_Problem statement_
Print the records again, character for character.

_Labeled-object pointing entries_

|---|

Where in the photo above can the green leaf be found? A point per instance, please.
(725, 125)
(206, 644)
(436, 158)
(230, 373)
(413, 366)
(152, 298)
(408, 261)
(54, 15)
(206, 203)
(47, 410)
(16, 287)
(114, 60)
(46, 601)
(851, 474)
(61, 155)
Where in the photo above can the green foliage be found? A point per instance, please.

|---|

_Solution below_
Where in the photo above can the green leaf be found? A point per instance, please.
(725, 125)
(206, 644)
(436, 158)
(230, 373)
(413, 366)
(152, 298)
(408, 261)
(54, 15)
(206, 203)
(47, 410)
(16, 287)
(114, 60)
(46, 601)
(851, 474)
(61, 155)
Where in the photo above can the green foliage be found? A point per instance, please.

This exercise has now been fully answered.